§ Document section

◆ ◆ ◆ ◆ ◆

This verse speaks of God's foreknowledge of the Person crucified, not the act of crucifixion. The act of crucifixion was determined beforehand, decreed in eternity past. God "declares the end from the beginning." Christ was the "Lamb slain from the foundation." But the point is that God's foreknowledge is His electing love whereby He chose a people and conditioned all of their salvation on Christ alone. Here, Christ, whom God loved and appointed beforehand, was delivered into the hands of wicked men. They broke God's revealed command when they killed Christ, but God had before decreed the crucifixion to overrule the fall of man in the salvation of sinners by Christ. These men were fully responsible to obey God, but they refused because of their own wicked hearts. In carrying out their evil motives, God glorified Himself in the death of His Son. God is just to punish sinners for their evil. (cf. Acts 4:26-28)

(3) Romans 11:2 --

God has not cast away His people WHICH HE FOREKNEW, among the Jews nor the Gentiles. Those whom God foreknew are the objects of His eternal love and grace. The nation Israel was chosen from among the nations. They were called the people of God and were temporally blessed as a nation with the promises, the prophets, the law and the sacrifices. But not all were foreknown, as most of them perish in unbelief, rejecting salvation by grace. Out of this nation which, as a whole, rejected Christ and His righteousness and refused to repent from dead works, there was an elect remnant, and they shall be saved. They shall hear and believe God's Gospel.

(4) 1 Peter 1:2 --

These verses all support the truth that God alone is the only Source of salvation, His electing love is the only cause of salvation, and Christ's righteousness alone is the only ground of salvation. God's glory is the ultimate goal of salvation.

◆ ◆ ◆ ◆ ◆

§ Work to do
A – Please reproduce the passage on God's foreknowledge word for word, from start to finish.
B – List each line of the records that contains the string "building", copying those lines in full.

◆ ◆ ◆ ◆ ◆

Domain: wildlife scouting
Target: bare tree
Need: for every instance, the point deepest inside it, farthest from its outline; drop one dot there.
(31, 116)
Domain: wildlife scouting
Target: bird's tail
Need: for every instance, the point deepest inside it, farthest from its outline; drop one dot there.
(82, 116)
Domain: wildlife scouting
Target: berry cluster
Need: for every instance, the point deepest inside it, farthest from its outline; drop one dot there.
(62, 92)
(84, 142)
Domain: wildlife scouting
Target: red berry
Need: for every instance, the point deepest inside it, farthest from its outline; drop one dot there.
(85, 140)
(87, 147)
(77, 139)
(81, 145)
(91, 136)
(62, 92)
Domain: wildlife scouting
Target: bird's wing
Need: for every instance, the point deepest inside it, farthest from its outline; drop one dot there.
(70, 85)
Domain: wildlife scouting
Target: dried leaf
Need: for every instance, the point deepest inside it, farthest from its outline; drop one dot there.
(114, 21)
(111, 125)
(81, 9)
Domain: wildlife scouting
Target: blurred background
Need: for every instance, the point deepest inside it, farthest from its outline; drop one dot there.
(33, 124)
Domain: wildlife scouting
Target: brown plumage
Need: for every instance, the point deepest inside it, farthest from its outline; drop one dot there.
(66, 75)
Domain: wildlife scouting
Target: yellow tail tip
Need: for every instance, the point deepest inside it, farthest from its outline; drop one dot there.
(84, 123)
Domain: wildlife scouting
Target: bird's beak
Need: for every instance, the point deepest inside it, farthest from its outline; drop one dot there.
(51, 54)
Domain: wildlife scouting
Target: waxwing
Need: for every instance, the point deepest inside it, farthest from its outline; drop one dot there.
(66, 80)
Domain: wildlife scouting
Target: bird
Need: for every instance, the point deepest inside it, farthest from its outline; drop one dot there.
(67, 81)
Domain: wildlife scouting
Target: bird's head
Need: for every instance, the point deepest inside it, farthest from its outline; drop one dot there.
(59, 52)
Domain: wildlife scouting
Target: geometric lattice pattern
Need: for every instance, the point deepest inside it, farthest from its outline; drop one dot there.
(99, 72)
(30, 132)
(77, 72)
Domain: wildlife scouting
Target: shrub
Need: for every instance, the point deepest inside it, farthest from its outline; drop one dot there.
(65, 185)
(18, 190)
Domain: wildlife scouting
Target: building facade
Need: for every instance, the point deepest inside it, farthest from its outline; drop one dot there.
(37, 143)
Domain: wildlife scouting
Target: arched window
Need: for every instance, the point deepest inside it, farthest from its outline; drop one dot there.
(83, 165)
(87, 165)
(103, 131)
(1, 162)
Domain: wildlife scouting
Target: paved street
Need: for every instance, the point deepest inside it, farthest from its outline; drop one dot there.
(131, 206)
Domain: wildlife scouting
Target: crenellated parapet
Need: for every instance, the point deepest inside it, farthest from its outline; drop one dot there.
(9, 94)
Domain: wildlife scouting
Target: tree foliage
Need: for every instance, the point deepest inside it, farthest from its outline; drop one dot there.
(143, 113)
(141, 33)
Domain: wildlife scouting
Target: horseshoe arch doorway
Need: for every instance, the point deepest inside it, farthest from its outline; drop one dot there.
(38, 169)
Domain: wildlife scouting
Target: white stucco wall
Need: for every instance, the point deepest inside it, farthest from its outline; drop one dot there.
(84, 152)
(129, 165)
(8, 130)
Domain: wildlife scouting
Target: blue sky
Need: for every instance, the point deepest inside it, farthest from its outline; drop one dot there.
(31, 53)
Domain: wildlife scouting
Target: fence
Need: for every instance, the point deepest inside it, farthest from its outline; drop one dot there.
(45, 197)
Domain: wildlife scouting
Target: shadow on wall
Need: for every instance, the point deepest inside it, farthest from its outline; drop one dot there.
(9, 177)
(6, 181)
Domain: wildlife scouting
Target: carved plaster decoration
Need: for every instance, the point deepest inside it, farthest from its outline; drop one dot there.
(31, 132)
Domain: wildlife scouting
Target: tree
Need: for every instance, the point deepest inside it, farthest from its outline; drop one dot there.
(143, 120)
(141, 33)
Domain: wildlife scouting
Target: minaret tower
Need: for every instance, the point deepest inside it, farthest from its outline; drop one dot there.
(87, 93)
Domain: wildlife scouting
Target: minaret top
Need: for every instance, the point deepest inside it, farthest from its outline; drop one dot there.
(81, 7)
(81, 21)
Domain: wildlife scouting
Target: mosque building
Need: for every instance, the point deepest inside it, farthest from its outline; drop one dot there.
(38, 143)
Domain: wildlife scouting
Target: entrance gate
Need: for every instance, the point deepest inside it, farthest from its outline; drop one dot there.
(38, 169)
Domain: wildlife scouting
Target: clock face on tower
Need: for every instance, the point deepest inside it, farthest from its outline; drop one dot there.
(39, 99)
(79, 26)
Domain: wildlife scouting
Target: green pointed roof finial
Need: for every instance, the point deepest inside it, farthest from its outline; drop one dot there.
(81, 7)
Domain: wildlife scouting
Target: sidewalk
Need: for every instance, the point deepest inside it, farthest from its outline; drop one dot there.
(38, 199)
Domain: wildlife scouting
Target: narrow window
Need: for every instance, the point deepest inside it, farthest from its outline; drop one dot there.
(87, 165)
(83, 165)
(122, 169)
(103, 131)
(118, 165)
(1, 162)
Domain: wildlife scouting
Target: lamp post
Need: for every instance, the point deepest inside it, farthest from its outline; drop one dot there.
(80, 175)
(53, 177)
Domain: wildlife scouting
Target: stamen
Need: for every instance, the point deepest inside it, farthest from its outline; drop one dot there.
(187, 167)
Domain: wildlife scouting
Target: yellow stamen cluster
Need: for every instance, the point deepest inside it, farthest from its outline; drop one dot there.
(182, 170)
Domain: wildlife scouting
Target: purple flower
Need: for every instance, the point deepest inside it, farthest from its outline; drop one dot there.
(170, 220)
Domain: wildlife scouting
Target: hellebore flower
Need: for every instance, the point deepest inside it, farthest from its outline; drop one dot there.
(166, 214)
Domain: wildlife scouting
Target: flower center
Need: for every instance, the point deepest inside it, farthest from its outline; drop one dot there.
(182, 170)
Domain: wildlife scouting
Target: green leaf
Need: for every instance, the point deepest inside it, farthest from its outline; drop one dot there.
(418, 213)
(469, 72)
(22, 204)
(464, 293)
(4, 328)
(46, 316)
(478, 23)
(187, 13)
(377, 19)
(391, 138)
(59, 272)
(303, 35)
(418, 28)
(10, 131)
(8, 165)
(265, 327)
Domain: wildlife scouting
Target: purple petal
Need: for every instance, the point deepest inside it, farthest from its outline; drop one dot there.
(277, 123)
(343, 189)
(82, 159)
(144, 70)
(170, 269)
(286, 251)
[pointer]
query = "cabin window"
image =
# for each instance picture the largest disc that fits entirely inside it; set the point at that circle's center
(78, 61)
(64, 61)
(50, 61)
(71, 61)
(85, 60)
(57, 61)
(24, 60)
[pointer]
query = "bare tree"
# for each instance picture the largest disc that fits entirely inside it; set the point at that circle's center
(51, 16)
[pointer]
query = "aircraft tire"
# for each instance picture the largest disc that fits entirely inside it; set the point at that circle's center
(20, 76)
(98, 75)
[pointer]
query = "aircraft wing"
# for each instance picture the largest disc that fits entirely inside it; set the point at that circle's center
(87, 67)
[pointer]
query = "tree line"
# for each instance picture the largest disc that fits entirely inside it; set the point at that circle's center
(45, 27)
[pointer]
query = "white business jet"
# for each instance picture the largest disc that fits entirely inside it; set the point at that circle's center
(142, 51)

◆ ◆ ◆ ◆ ◆

§ Results of the exercise
A –
This verse speaks of God's foreknowledge of the Person crucified, not the act of crucifixion. The act of crucifixion was determined beforehand, decreed in eternity past. God "declares the end from the beginning." Christ was the "Lamb slain from the foundation." But the point is that God's foreknowledge is His electing love whereby He chose a people and conditioned all of their salvation on Christ alone. Here, Christ, whom God loved and appointed beforehand, was delivered into the hands of wicked men. They broke God's revealed command when they killed Christ, but God had before decreed the crucifixion to overrule the fall of man in the salvation of sinners by Christ. These men were fully responsible to obey God, but they refused because of their own wicked hearts. In carrying out their evil motives, God glorified Himself in the death of His Son. God is just to punish sinners for their evil. (cf. Acts 4:26-28)

(3) Romans 11:2 --

God has not cast away His people WHICH HE FOREKNEW, among the Jews nor the Gentiles. Those whom God foreknew are the objects of His eternal love and grace. The nation Israel was chosen from among the nations. They were called the people of God and were temporally blessed as a nation with the promises, the prophets, the law and the sacrifices. But not all were foreknown, as most of them perish in unbelief, rejecting salvation by grace. Out of this nation which, as a whole, rejected Christ and His righteousness and refused to repent from dead works, there was an elect remnant, and they shall be saved. They shall hear and believe God's Gospel.

(4) 1 Peter 1:2 --

These verses all support the truth that God alone is the only Source of salvation, His electing love is the only cause of salvation, and Christ's righteousness alone is the only ground of salvation. God's glory is the ultimate goal of salvation.

B –
Target: building facade
Target: mosque building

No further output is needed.